본문 바로가기

TroubleShooting/Cloud-native

[Kubernetes]Prometheus alert firing(etcd,kubelet,kube-proxy) in kubeadm Kubernetes

problem

kubeadm에 Prometheus를 설치하면 아래와 같은 Alert이 비정상적으로 발생한다. 각 컴포넌트를 수정하여 비정상적인 Alert을 삭제한다.

"TargetDown for kube-proxy"
"TargetDown for kubelet"
"TargetDown for etcd"
"KubeSchedulerDown"
"KubeControllerManagerDown"
"etcdInsufficientMembers"
"etcdMembersDown


Cause

cannot connect node-exporter to these pods(kube-proxy,kubelet,etcd,kube-scheduler,kube-controller-manager) that running with node IP


Solution

edit yaml file for opening pod IP and change health check url suitably


etcd

etcd.yaml

-listen-metrics-urls

- --listen-metrics-urls=http://0.0.0.0:2381

values.yaml

kubeEtcd:
  enabled: true

  ## If your etcd is not deployed as a pod, specify IPs it can be found on
  ##
  endpoints: []
  # - 10.141.4.22
  # - 10.141.4.23
  # - 10.141.4.24

  ## Etcd service. If using kubeEtcd.endpoints only the port and targetPort are used
  ##
  service: ##  Match port modified in --listen-metrics-urls
    port: 2381 ## 변경
    targetPort: 2381 ## 변경

kube-proxy

Edit kube-proxy config map

k edit cm kube-proxy -n kube-system

    kind: KubeProxyConfiguration
    metricsBindAddress: "0.0.0.0:10249" ## 추가
    mode: ""
    nodePortAddresses: null
    oomScoreAdj: null
    portRange: ""
    showHiddenMetricsForVersion: ""
    udpIdleTimeout: 0s
    winkernel:
      enableDSR: false
      networkName: ""
      sourceVip: ""

Edit configmap and restart kube-proxy pod


kubelet

values.yaml

resource: true
    # From kubernetes 1.18, /metrics/resource/v1alpha1 renamed to /metrics/resource
    resourcePath: "/metrics/resource"  ## Edit path

kube-controller-manager

/etc/kubernetes/manifests/kube-controller-manager.yaml

- --bind-address=0.0.0.0  # or [node ip] # orgin 127.0.0.1

values.yaml

kubeControllerManager:
  enabled: true

  ## If your kube controller manager is not deployed as a pod, specify IPs it can be found on
  ##
  endpoints: []
  # - 10.141.4.22
  # - 10.141.4.23
  # - 10.141.4.24

  ## If using kubeControllerManager.endpoints only the port and targetPort are used
  ##
  service:
    port: 10257 #10252 # 변경
    targetPort: 10257 #10252 # 변경
    # selector:
    #   component: kube-controller-manager

  serviceMonitor:
    ## Scrape interval. If not set, the Prometheus default scrape interval is used.
    ##
    interval: ""

    ## Enable scraping kube-controller-manager over https.

━━━━━━━━━━━━━━━━━━━━━━━━━━━━━━

- 주어진 과제: 위의 Prometheus 알림 글에서 "## If using"에서 시작해 "kube-controller-manager over https."에서 끝나는 부분을 한 글자도 바꾸지 말고 옮겨 적으세요.

━━━━━━━━━━━━━━━━━━━━━━━━━━━━━━

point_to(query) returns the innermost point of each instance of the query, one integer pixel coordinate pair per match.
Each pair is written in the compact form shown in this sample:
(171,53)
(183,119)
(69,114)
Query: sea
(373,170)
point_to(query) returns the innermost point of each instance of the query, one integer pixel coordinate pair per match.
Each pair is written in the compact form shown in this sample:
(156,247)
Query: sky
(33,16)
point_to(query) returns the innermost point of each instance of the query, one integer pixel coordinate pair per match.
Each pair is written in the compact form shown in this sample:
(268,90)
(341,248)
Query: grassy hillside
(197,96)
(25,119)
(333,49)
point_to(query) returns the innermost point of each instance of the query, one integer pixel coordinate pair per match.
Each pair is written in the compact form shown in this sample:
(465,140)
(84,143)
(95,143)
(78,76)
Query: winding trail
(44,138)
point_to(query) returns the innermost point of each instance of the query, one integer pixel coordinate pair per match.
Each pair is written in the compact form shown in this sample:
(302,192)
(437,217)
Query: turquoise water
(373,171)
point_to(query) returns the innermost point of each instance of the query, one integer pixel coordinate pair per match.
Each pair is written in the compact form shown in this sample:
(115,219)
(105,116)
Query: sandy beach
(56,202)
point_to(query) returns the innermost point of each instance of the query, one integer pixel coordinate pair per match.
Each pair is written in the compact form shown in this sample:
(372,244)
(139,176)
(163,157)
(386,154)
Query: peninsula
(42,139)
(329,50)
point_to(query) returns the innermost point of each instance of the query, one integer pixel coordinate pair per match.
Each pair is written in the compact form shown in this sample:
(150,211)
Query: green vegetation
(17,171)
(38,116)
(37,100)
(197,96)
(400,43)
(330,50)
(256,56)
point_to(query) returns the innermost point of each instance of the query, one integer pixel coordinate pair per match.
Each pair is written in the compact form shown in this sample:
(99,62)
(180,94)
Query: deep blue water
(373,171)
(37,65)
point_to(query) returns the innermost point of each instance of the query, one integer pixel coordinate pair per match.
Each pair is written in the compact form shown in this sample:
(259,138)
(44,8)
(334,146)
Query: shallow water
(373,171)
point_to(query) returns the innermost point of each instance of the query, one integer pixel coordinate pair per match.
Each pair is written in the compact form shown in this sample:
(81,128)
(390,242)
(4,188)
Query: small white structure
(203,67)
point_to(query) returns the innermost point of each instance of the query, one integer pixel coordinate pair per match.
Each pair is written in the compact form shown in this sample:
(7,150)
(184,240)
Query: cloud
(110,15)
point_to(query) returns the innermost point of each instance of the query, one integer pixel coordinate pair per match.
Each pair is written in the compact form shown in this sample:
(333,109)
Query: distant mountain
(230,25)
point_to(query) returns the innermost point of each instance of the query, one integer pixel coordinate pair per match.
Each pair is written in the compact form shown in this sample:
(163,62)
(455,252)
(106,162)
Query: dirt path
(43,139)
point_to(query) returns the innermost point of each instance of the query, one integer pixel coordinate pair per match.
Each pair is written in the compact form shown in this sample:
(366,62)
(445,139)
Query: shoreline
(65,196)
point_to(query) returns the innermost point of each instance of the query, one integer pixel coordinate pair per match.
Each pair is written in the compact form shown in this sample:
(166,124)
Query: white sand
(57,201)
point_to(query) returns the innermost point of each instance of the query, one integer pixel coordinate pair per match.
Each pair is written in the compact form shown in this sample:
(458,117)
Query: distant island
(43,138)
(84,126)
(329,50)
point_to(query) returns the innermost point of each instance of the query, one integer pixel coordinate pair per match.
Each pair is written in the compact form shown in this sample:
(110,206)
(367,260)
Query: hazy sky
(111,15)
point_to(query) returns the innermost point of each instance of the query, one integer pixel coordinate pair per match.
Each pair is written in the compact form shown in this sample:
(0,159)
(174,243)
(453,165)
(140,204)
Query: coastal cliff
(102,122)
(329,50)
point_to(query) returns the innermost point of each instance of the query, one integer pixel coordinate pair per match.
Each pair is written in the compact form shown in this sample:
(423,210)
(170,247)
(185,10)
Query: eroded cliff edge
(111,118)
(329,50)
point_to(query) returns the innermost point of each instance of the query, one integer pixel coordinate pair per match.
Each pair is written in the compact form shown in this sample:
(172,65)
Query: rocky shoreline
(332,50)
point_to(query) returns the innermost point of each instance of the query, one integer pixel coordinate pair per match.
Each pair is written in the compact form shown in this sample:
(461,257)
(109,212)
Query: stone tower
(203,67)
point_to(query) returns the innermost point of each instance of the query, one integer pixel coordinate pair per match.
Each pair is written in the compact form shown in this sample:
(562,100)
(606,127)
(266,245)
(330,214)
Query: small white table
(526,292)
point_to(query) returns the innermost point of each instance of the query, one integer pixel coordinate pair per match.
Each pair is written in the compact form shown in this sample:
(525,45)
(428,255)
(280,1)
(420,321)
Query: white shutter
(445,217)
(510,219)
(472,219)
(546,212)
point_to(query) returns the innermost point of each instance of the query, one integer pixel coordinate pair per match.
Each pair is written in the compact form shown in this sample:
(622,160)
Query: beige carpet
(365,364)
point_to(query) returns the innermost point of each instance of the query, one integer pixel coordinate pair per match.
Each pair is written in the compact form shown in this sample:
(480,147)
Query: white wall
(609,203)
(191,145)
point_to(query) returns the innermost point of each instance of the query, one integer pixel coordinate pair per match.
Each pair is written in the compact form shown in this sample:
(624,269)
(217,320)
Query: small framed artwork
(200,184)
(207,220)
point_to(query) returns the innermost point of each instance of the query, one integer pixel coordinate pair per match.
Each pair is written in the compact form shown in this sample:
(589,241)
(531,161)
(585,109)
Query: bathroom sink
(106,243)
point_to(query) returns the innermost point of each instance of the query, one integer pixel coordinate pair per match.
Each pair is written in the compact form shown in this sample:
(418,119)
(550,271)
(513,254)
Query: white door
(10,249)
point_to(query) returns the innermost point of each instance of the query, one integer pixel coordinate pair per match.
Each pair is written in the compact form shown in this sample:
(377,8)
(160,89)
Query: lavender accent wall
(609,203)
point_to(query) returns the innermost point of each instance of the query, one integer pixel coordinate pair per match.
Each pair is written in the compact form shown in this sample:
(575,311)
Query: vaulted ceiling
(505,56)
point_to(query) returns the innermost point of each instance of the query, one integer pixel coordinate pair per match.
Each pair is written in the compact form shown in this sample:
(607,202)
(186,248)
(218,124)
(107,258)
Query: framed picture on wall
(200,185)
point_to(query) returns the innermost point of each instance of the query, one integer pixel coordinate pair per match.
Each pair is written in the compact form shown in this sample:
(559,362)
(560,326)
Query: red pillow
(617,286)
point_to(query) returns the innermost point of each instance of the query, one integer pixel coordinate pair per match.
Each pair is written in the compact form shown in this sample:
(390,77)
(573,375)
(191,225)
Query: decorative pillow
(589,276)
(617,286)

━━━━━━━━━━━━━━━━━━━━━━━━━━━━━━

- 과제 결과:
## If using kubeControllerManager.endpoints only the port and targetPort are used
  ##
  service:
    port: 10257 #10252 # 변경
    targetPort: 10257 #10252 # 변경
    # selector:
    #   component: kube-controller-manager

  serviceMonitor:
    ## Scrape interval. If not set, the Prometheus default scrape interval is used.
    ##
    interval: ""

    ## Enable scraping kube-controller-manager over https.